Records contained in a dataset:

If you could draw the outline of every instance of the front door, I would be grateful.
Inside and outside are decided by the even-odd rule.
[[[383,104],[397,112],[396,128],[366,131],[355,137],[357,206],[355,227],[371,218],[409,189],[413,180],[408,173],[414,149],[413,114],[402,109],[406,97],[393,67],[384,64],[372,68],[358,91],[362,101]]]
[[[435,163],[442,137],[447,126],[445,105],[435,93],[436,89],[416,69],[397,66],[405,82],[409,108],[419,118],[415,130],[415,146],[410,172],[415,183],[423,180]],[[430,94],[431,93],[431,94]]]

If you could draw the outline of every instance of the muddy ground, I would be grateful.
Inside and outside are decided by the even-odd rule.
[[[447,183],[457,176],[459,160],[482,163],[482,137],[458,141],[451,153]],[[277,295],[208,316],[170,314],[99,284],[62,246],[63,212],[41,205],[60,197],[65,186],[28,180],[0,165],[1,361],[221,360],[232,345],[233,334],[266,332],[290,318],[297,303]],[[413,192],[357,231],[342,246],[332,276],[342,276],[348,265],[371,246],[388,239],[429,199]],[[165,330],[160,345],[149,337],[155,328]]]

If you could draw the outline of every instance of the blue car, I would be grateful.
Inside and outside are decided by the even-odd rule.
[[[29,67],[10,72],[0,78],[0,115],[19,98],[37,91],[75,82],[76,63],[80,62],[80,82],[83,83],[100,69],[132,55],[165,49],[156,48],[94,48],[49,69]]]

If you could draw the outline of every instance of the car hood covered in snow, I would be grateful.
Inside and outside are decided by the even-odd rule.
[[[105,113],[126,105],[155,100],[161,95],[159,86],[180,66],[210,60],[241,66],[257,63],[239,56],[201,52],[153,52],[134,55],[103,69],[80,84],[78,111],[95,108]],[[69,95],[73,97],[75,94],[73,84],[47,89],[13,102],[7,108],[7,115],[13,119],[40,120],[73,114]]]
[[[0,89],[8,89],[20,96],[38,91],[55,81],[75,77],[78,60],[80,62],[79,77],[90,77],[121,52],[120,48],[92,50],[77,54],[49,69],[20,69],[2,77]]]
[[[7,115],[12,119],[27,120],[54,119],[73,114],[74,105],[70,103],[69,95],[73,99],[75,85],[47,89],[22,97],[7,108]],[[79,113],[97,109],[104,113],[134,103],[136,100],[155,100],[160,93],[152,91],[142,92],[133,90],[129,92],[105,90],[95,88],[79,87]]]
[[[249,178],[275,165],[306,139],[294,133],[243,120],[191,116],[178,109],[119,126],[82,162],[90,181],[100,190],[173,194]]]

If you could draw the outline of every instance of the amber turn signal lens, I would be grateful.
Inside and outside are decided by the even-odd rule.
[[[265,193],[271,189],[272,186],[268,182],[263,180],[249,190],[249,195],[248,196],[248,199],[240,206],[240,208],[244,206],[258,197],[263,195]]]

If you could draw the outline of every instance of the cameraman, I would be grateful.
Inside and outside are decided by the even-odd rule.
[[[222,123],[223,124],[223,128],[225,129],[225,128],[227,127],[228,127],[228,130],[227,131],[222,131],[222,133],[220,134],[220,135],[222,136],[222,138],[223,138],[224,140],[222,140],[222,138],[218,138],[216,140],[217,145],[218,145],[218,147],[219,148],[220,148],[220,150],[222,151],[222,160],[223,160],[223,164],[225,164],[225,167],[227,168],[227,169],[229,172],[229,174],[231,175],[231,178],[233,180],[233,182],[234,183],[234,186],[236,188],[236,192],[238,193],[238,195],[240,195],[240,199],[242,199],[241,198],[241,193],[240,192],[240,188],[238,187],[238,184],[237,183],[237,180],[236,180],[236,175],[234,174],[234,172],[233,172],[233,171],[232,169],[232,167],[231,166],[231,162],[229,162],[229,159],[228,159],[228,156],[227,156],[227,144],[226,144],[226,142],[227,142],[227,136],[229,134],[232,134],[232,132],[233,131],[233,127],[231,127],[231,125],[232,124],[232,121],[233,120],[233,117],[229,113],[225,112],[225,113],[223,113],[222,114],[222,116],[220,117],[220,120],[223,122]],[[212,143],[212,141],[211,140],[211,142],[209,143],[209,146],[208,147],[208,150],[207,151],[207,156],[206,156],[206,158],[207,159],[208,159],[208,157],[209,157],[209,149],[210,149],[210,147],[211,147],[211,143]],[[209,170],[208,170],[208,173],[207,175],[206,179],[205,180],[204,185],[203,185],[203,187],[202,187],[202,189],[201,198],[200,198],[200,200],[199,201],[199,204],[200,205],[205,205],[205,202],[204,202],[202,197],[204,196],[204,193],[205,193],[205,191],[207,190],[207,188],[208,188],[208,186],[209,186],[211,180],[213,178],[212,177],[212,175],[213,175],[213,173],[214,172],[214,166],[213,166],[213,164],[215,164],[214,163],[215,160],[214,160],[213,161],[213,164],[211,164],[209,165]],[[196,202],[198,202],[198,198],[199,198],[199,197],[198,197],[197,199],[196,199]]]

WHAT TO WORK ON: Type out the material again exactly as presented.

WRITTEN SOLUTION:
If you could draw the outline of every instance of the front door, I would be grateful.
Inside and outside are decided by the even-odd rule.
[[[383,104],[397,112],[396,128],[366,131],[355,137],[357,206],[355,227],[371,218],[409,189],[413,180],[408,173],[414,149],[413,114],[402,109],[406,97],[393,67],[384,64],[372,68],[358,91],[362,101]]]
[[[435,163],[442,137],[447,126],[445,105],[435,93],[436,89],[416,69],[397,66],[405,82],[409,108],[419,118],[415,130],[415,146],[410,172],[415,183],[423,180]],[[430,94],[431,93],[431,94]]]

If you could draw the outline of every instance of the muddy ground, I would be grateful.
Inside and outside are decided by the even-odd rule.
[[[447,183],[457,176],[459,160],[482,163],[482,137],[458,141],[451,153]],[[277,295],[208,316],[170,314],[99,284],[62,246],[63,212],[41,205],[60,197],[65,186],[28,180],[0,165],[1,361],[221,360],[232,345],[233,334],[266,332],[290,318],[297,303]],[[413,192],[357,231],[342,246],[332,276],[342,276],[348,265],[371,246],[388,239],[429,199]],[[165,330],[160,345],[149,337],[155,328]]]

If you could draw the outline of every instance of the blue car, I would be grateful.
Inside and outside are decided by the even-odd rule.
[[[29,67],[10,72],[0,78],[0,115],[19,98],[37,91],[75,82],[76,63],[80,62],[80,82],[83,83],[100,69],[132,55],[165,49],[156,48],[94,48],[49,69]]]

If you could draw the outline of every instance of the car hood covered in snow, I would be grateful.
Inside and outside are decided by the even-odd rule.
[[[105,113],[126,105],[155,100],[161,95],[159,86],[180,66],[210,60],[241,66],[257,63],[239,56],[201,52],[153,52],[134,55],[103,69],[80,84],[78,111],[95,108]],[[69,95],[73,97],[75,94],[73,84],[47,89],[13,102],[7,108],[7,115],[13,119],[40,120],[73,114]]]
[[[0,89],[8,89],[20,96],[38,91],[55,81],[75,77],[78,60],[80,62],[79,77],[90,77],[121,52],[120,48],[92,50],[77,54],[49,69],[20,69],[2,77]]]
[[[7,115],[12,119],[27,120],[54,119],[73,114],[74,105],[70,103],[69,95],[73,99],[75,85],[47,89],[22,97],[7,108]],[[79,113],[97,109],[104,113],[134,103],[136,100],[155,100],[160,93],[152,91],[142,92],[133,90],[129,92],[105,90],[95,88],[79,87]]]
[[[249,178],[275,165],[306,139],[294,133],[243,120],[191,116],[178,109],[119,126],[82,162],[90,181],[100,190],[173,194]]]

If you could draw the outline of every instance of the amber turn signal lens, I would be grateful.
Inside and outside are decided by the even-odd rule.
[[[265,193],[271,189],[272,186],[268,182],[263,180],[249,190],[249,195],[248,196],[248,199],[240,206],[240,208],[244,206],[258,197],[263,195]]]

If you could draw the outline of every instance of the cameraman, I would be grateful.
Inside and outside are decided by the even-odd rule.
[[[222,123],[223,124],[223,128],[225,129],[225,128],[227,127],[228,127],[228,130],[227,131],[222,131],[222,133],[220,134],[220,135],[222,136],[222,138],[223,138],[224,140],[222,140],[222,138],[218,138],[216,140],[217,145],[218,145],[218,147],[219,148],[220,148],[220,150],[222,151],[222,160],[223,160],[223,164],[225,164],[225,167],[227,168],[227,169],[229,172],[229,174],[231,175],[231,178],[233,180],[233,182],[234,183],[234,186],[236,188],[236,192],[238,193],[238,195],[240,195],[240,199],[242,199],[241,198],[241,193],[240,192],[240,188],[238,187],[238,184],[237,183],[237,180],[236,180],[236,175],[234,174],[234,172],[233,172],[233,171],[232,169],[232,167],[231,166],[231,162],[229,162],[229,159],[228,159],[228,156],[227,156],[227,144],[226,144],[226,142],[227,142],[227,136],[229,134],[232,134],[232,132],[233,131],[233,127],[231,127],[231,125],[232,124],[232,121],[233,120],[233,117],[229,113],[225,112],[225,113],[223,113],[222,114],[222,116],[220,117],[220,120],[223,122]],[[212,143],[212,141],[211,140],[211,142],[209,143],[209,146],[208,147],[208,150],[207,151],[207,156],[206,156],[206,158],[207,159],[208,159],[208,157],[209,157],[209,149],[210,149],[210,147],[211,147],[211,143]],[[209,170],[208,170],[208,173],[207,175],[206,179],[205,180],[204,185],[203,185],[203,187],[202,187],[202,189],[201,198],[200,198],[200,200],[199,201],[199,204],[200,205],[205,205],[205,202],[204,202],[202,197],[204,196],[204,193],[205,193],[205,191],[207,190],[207,188],[208,188],[208,186],[209,186],[211,180],[213,178],[212,177],[212,175],[213,175],[213,173],[214,172],[214,166],[213,166],[213,164],[215,164],[214,163],[215,160],[214,160],[213,161],[213,164],[211,164],[209,165]],[[196,202],[198,202],[198,198],[199,198],[199,197],[198,197],[197,199],[196,199]]]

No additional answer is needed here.